In Rainbows
W.A.S.T.E
The day after Radiohead released its new album In Rainbows—the long-awaited follow up to 2001’s Hail to the Thief—Gigwise reported that it had already been downloaded 1.2 million times. According to industry polls, most of the downloaders had voluntarily paid an average of between two and ten dollars. This didn’t include those who had bought the deluxe-edition discbox for eighty. With no middle-man to soak up the revenue, you do the math.
It’s official: Radiohead has beaten the machine. The industrial one, at least. And being Radiohead, they were clever enough to use another machine (ok, computer) to do it. The thought that these ironies are the result of carefully structured planning is kind of frightening. Then again, (it’s hard not to feel) Radiohead had to be the band to make this move. Quite simply, no other rock group has attacked the struggle between the isolated individual and the impersonal forces of automation as aggressively. More importantly, no band has staged that tension on as many different levels of its sound. The most essential of those stagings was always the battle between lead singer Thom Yorke’s choir-schooled falsetto and his band’s monolith of noise, which could either hoist that wail skyward or rush over it as a merciless, overwhelming tide. In most of Radiohead’s best early songs (“Fake Plastic Trees”) both of those things happened within a matter of minutes. The effect was as exhilarating as it was exhausting.
==========
__WORK INSTRUCTIONS__
Resume the review of Radiohead's In Rainbows, picking up after its final sentence.

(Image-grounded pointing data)
==========
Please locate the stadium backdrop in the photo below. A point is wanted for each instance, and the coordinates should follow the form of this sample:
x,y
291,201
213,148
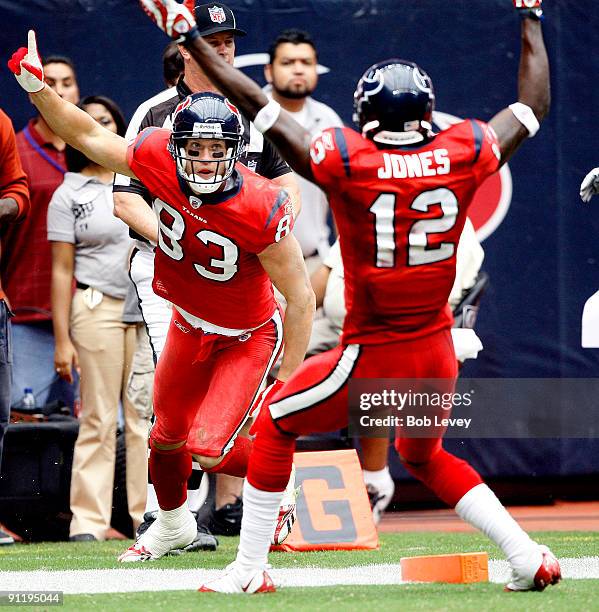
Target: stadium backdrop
x,y
543,259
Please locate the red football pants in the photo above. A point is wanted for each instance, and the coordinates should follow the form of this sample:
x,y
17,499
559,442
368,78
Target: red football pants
x,y
315,400
205,384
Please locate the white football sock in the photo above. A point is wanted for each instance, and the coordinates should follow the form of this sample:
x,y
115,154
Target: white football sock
x,y
380,478
151,500
260,512
481,508
174,519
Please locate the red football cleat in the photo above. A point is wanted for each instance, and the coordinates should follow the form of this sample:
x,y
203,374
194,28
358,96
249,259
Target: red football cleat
x,y
549,572
257,582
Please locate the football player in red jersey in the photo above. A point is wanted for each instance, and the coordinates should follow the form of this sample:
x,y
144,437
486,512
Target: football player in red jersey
x,y
224,235
399,194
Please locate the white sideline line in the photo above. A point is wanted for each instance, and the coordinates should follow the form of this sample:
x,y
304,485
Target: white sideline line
x,y
146,579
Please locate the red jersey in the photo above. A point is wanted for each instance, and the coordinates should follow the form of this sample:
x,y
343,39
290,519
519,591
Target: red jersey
x,y
13,181
26,265
206,260
400,214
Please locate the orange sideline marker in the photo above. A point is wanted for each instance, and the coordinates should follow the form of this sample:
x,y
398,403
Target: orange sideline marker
x,y
461,568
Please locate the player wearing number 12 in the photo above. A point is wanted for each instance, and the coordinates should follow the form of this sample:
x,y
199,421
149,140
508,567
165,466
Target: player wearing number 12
x,y
399,194
224,235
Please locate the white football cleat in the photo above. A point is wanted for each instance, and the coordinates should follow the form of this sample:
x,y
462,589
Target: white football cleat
x,y
287,511
158,540
380,498
542,571
256,581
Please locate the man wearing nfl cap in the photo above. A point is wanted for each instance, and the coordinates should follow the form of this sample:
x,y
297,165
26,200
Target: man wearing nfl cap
x,y
132,203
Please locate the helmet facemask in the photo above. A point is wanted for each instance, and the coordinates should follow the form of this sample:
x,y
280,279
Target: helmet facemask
x,y
191,161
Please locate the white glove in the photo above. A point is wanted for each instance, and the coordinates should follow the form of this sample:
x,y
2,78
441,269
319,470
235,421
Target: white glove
x,y
590,185
173,18
26,65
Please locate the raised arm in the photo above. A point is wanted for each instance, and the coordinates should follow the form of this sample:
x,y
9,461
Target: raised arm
x,y
290,138
533,87
284,264
66,120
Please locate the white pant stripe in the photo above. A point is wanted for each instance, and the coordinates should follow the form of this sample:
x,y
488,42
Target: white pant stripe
x,y
329,386
278,323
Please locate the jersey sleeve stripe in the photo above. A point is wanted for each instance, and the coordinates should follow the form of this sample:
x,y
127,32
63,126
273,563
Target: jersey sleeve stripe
x,y
147,132
343,150
478,139
281,199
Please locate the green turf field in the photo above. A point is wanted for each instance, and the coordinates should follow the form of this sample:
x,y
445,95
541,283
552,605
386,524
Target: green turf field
x,y
569,595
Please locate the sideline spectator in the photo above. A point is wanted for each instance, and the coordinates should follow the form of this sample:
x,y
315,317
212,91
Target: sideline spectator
x,y
292,78
140,386
90,245
172,64
14,207
26,271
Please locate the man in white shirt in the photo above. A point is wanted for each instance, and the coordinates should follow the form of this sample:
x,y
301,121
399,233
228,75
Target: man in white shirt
x,y
292,77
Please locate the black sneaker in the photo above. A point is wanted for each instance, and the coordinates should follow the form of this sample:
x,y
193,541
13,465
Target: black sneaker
x,y
6,539
227,520
204,540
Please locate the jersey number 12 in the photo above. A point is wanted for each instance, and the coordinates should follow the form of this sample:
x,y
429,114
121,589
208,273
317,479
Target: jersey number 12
x,y
419,251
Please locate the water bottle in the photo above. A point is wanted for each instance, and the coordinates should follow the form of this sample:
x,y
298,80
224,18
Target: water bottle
x,y
28,400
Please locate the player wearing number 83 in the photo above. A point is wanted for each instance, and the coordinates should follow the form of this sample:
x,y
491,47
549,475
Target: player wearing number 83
x,y
399,194
224,235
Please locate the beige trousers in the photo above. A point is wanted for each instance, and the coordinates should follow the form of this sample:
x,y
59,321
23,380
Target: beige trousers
x,y
105,346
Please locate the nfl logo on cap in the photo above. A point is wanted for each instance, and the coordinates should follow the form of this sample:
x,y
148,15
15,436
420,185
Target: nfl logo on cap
x,y
217,14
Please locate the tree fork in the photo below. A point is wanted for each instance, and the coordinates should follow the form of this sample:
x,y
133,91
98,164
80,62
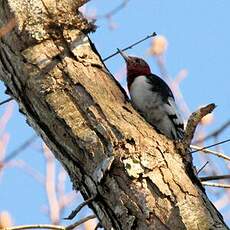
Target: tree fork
x,y
138,176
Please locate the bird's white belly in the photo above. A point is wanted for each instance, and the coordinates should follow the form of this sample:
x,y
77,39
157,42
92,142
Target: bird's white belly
x,y
143,98
149,104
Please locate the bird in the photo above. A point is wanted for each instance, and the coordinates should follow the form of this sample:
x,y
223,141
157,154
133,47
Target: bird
==========
__SOLVED PROBLEM__
Then something strange happened. Yorke had a well-chronicled nervous breakdown seven months into the OK Computer tour, and one of its primary symptoms—a complete disgust with the sound of his own voice—practically defined the new direction signaled by Kid A. Because he couldn’t stand to hear it, Yorke simply instrumentalized that voice, completely re-purposing his singing in Radiohead’s music—not as something to be set against his band, but as another sound-making tool. Likewise, many of his lyrics began to serve less as reflections on the world than as capsules to accommodate desired sounds. Simon Reynolds (to whom Yorke described all this in a 2001 interview) brilliantly described this as “literally voicing (rather than articulating) contemporary feelings of numbness, impotence, and paralysis.” In other words, Yorke turned himself into what he was being made to feel like: a machine. That vital tension between voice and noise wasn’t eliminated, but horrifyingly solved. The peak moments of Radiohead’s new music became beautiful but disquieting co-becomings of the body and 21st century technology.
Radiohead deserved the credit they got.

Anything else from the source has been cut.